### [Set task]
Using the Monaco travel excerpt, explain why the writer calls not visiting the Casino "a big disappointment."

### [Excerpt to read]
━━━━━━━━━━

David and I enjoyed some cheap club baguettes for lunch and scanned the local newspaper: speeding fines in radar-monitored French roads have been raised from 90 to 750 euro!! We then drove vewy vewy slowly around to the Casino (10th hole, par 4) via a section of the Formula 1 race-track, and enjoyed either ice-creams or more fountain-water, depending on individual taste. Positioned below the Casino are dealerships for Mercedes, Lamborghini etc: it's just like Gloria Jean coffee opening up kitty corner to Starbucks. We didn't visit the Casino proper - the entrance having been cordoned off by police. We speculated that a VVVIP was turning up – perhaps the Pope trying to win extra space for the Vatican (the only state smaller than Monaco) or poll-position for the Popemobile at the next Grand Prix - but it turned out to be just a security scare over an abandoned vehicle.

This was a big disappointment since I thought that visiting here would fulfil memories of playing ABBA's "Money Money Money" on the piano at age 11. My teacher, Sister Celestine, sang along in her octogenarian vibrato: In my dreams/ I have a plan/ if I got me a wealthy man/ I wouldn’t have to work at all, I’d fool around and have a ball... .... So I must leave, I’ll have to go/To Las Vegas or Monaco/And win a fortune in a game, my life will never be the same... ". Such are the dreams of boys and nuns...

━━━━━━━━━━

### [Given data]
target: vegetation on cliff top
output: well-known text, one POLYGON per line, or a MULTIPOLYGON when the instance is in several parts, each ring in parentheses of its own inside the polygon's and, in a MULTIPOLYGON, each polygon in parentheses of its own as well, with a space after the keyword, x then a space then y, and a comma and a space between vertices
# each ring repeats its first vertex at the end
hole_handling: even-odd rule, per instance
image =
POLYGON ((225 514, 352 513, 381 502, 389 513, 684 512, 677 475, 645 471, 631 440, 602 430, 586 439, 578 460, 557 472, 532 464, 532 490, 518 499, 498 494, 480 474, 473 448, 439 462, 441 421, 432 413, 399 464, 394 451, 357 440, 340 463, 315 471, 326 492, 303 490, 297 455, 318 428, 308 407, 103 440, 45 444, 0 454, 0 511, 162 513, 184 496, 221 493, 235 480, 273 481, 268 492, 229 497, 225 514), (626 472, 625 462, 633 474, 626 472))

━━━━━━━━━━

### [The completed task]
Police had cordoned off the Casino entrance because of a security scare over an abandoned vehicle, so the writer could not go in. The writer had expected the visit to fulfil memories of playing ABBA's "Money Money Money" on the piano at age 11. The song's lyrics speak of going to Monaco to win a fortune.